### PROMPT
The answer must be an exact copy of every entry, with no pictures in it.

(THE DATA Opens)

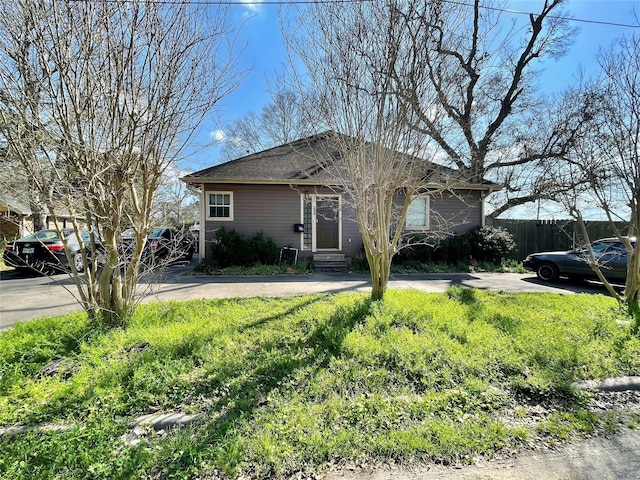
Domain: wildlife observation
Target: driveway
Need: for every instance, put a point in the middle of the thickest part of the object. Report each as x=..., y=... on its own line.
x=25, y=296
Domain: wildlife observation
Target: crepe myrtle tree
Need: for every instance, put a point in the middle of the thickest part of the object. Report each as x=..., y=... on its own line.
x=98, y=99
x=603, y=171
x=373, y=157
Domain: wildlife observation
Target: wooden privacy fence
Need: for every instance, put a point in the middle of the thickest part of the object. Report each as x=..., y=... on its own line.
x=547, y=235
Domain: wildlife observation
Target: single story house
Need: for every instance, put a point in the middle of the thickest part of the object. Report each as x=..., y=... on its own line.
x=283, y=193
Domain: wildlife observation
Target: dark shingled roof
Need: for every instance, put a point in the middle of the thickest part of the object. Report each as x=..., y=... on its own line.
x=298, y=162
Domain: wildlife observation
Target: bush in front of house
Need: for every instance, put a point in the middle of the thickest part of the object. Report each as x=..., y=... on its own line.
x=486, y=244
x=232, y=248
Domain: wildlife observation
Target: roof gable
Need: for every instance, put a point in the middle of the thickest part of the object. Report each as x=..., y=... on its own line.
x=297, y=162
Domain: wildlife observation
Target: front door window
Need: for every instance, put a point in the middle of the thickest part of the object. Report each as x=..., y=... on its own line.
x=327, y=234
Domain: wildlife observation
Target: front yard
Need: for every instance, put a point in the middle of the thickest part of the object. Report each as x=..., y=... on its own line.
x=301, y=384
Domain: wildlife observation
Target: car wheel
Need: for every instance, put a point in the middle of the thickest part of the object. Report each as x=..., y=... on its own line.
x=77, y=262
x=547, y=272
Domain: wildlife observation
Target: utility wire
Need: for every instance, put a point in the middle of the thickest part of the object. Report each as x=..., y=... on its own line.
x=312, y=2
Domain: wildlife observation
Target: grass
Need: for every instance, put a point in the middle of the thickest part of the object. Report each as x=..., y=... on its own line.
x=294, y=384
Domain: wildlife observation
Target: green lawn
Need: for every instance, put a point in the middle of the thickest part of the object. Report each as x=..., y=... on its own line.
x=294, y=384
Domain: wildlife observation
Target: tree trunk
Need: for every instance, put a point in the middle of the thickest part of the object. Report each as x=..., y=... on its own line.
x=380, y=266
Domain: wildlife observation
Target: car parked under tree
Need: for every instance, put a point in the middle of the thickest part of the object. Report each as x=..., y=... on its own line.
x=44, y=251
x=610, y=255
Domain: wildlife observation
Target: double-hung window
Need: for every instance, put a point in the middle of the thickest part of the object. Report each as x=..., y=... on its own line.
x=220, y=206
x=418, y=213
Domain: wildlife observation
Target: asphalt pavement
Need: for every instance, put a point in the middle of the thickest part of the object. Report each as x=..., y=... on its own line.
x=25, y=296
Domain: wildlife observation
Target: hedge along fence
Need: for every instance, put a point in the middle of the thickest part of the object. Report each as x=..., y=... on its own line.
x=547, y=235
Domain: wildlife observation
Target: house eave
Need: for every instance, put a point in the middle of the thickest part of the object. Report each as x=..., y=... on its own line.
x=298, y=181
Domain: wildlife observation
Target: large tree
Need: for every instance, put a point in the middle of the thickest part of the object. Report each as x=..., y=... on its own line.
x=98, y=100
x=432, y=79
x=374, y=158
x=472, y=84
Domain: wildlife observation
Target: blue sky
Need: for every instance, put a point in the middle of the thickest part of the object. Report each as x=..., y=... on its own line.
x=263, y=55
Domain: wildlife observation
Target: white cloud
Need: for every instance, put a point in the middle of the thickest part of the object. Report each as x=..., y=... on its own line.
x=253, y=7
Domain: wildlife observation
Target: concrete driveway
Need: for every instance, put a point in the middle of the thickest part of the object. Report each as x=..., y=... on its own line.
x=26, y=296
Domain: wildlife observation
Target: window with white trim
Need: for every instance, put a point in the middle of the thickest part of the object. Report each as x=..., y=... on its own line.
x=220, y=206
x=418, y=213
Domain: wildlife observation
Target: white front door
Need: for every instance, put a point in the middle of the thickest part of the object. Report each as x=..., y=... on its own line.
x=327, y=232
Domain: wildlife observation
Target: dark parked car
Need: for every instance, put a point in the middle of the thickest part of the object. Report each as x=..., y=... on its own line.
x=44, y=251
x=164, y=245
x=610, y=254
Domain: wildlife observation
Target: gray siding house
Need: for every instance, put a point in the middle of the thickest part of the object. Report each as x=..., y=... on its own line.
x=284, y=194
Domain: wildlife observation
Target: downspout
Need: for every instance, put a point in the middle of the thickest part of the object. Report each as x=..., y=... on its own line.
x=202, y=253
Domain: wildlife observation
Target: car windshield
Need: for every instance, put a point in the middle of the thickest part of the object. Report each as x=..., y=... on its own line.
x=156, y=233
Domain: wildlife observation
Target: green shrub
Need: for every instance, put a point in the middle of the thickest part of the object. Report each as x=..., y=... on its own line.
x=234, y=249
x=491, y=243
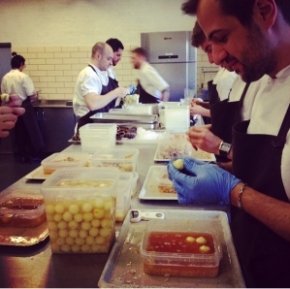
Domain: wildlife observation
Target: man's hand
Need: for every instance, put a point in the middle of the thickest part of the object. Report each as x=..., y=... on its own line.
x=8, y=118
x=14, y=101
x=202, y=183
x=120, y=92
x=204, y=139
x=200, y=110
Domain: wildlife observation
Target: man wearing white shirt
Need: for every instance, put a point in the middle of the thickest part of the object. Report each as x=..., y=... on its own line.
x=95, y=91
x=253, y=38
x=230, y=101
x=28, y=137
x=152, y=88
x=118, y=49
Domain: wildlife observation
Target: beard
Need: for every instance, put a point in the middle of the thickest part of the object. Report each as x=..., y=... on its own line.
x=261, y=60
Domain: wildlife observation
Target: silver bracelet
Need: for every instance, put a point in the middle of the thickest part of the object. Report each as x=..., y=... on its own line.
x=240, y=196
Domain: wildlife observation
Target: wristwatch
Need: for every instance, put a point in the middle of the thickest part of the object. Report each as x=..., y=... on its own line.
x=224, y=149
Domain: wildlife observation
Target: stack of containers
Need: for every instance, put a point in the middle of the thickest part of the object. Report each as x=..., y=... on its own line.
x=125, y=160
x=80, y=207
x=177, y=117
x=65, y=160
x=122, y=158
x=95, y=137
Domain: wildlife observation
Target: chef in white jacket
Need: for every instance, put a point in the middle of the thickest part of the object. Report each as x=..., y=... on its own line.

(THE DATA Closes)

### ANSWER SPACE
Domain: wildlife observation
Target: driveway
Need: for every instance, put a point in the middle of the thickest part of the object. Report each as x=..., y=... on its own line.
x=25, y=296
Domain: wildlife observation
Target: crepe myrtle tree
Need: for every instance, put a point in the middle of the thickest part of the object. Report each as x=..., y=... on its own line.
x=98, y=99
x=603, y=171
x=373, y=157
Domain: wildlife observation
Target: wooden privacy fence
Need: for every instance, put a point in the middle of the thickest part of the object. Report each as x=..., y=... on its own line.
x=547, y=235
Domain: wildlife observation
Target: single story house
Need: for every instance, put a point in the middle of the thickest part of the object. Report each as x=..., y=... on its own line.
x=283, y=193
Domain: wildlife observation
Target: dark shingled roof
Need: for every instance, put a point in the middle of the thickest part of the object. Report each as x=..., y=... on its own line.
x=298, y=162
Domain: wildlife observation
Target: bush in front of house
Need: for every instance, put a point in the middle of the thickest part of the object. Report each as x=..., y=... on its own line.
x=486, y=244
x=232, y=248
Domain: wildlife observation
Target: roof gable
Need: for every instance, put a point in the middle of the thickest part of the object. Report each as x=..., y=... on its own line.
x=297, y=162
Domain: wildlife observation
Target: front door window
Need: for every instance, put a point in the middle of the thickest part of the object. Report each as x=..., y=... on its own line.
x=327, y=234
Domain: wildlife observation
Target: front yard
Need: for every instance, put a point in the middle of the thickest part of the object. Report each as x=..., y=... on its own line.
x=301, y=384
Domain: wildlife observation
Target: car wheel
Need: for every instance, put a point in the middle of the thickest part of the object. Report each as x=..., y=... on its own line.
x=77, y=262
x=547, y=272
Domain: wildlife observation
Target: utility wire
Need: for every instance, put a point in the middle of the thickest part of the object. Report each as x=..., y=... on its own line.
x=312, y=2
Domain: wildlife observation
Target: grass
Need: for every instance, put a point in the middle of the thickest part of the object. Report each as x=..., y=... on its own line.
x=294, y=384
Domain: wildlife observation
Target: green lawn
Need: for every instance, put a point in the middle of the thickest part of the object. Report each as x=..., y=... on its own line.
x=294, y=384
Domain: wildlife observation
Target: tree trunk
Need: for every instance, put a point in the middle of the thickest part of the object. Report each as x=..., y=... on its own line.
x=380, y=266
Domain: wildlife observation
Target: car parked under tree
Need: for every instance, put a point in the middle of the thickest part of the object. Report each as x=..., y=... on its own line.
x=44, y=251
x=610, y=255
Domain: wildlife observation
Target: double-hung window
Need: for every instance, put a point in the middle of the thickest part of the object. Report each as x=..., y=... on its own line.
x=220, y=206
x=418, y=213
Domain: wildlife observation
Target: asphalt pavement
Need: for every instance, put a point in the middle of the thickest part of the object. Report each as x=..., y=... on its own line.
x=25, y=296
Domain: wildlife observation
Target: hedge along fence
Need: for every instance, put a point in the middle of the thickest part of the object. Report each as x=..., y=... on its own line.
x=547, y=235
Domain: wildlife observation
Target: house eave
Need: for every instance, put a point in the middle of the thickest part of the object. Report each as x=..., y=... on its own line.
x=298, y=181
Domain: wildlife observation
Target: large tree
Need: for every instance, put a point in the middle of the thickest part of the object. Report each as x=..., y=... on its own line.
x=98, y=100
x=432, y=79
x=374, y=158
x=472, y=84
Domain: wildlife observation
Target: blue sky
Need: for every instance, put a point in the middle of the thickest part of the object. Report each as x=..., y=... on its own line.
x=263, y=55
Domain: wildlife observation
Target: white cloud
Need: for every instance, put a point in the middle of the thickest part of the object. Report each as x=..., y=... on its own line.
x=253, y=7
Domain: wildlife observation
Target: concrete driveway
Need: for every instance, put a point in the middle of the thickest part of the object. Report each as x=..., y=... on its own line.
x=26, y=296
Domain: wildlife observation
Target: window with white trim
Need: for every instance, put a point in the middle of the thickest part of the object. Report each as x=..., y=... on its own line.
x=220, y=206
x=418, y=213
Domain: wildlife observation
Target: white front door
Need: for every instance, put a point in the middle of the thickest part of the object. Report each as x=..., y=... on its own line.
x=327, y=232
Domain: wildlife observation
Target: dark parked car
Need: for every instance, put a point in the middle of the thickest part of the object. Report each as x=..., y=... on its own line.
x=44, y=251
x=164, y=245
x=610, y=254
Domain: wildlife observation
Target: gray siding house
Need: for every instance, put a point in the middle of the thickest part of the object. Report each as x=..., y=... on its own line.
x=284, y=194
Domain: wildlife observation
Target: downspout
Need: for every instance, put a point in the middle of the thickest part of the object. Report each as x=..., y=... on its own line.
x=202, y=253
Domain: wildlife observation
Target: car windshield
Need: for every instance, put a point in the middle of the thickest part of the object. Report each as x=..., y=... on its own line.
x=156, y=233
Domain: wildlife observation
Target: green shrub
Need: for every instance, put a point in the middle of the thickest part of the object. Report each as x=..., y=... on its own line.
x=234, y=249
x=491, y=243
Domain: wildlife observation
Target: man's hand
Need: for every instance, put a point in the middle of the thickest part of the object. Report each as x=..., y=... on its own line.
x=8, y=118
x=14, y=101
x=202, y=183
x=120, y=92
x=204, y=139
x=200, y=110
Domain: wildlife observation
Target: man wearing white shirt
Need: for every instance, put a point in the middle of the thickest part of the object. Report each as x=..., y=... on its own line.
x=95, y=91
x=253, y=38
x=230, y=101
x=28, y=137
x=152, y=88
x=118, y=49
Domain: wildlife observation
Target: beard
Need: for every instance, put a point in the middle of the thickest part of the object. Report each as x=..., y=... on its own line.
x=261, y=60
Domain: wildlife observation
Target: silver bracelet
Need: for every instance, put a point in the middle of the thickest part of the object. Report each as x=..., y=... on its own line.
x=240, y=196
Domain: wildlife observation
Target: wristwatch
Need: for every instance, put a point in the middle of the thickest part of the object. Report each as x=..., y=... on its own line.
x=224, y=149
Domain: wildlife observation
Target: stack of containers
Need: for every instance, put a point in the middle of the thickest part of the object. Report each as x=..., y=... on its own line.
x=125, y=160
x=80, y=207
x=177, y=117
x=65, y=160
x=122, y=158
x=95, y=137
Domain: wildlife observation
Target: chef in white jacket
Need: for every instance, put a point in the middle of the thickest part of the object. Report each as x=..., y=... on its own line.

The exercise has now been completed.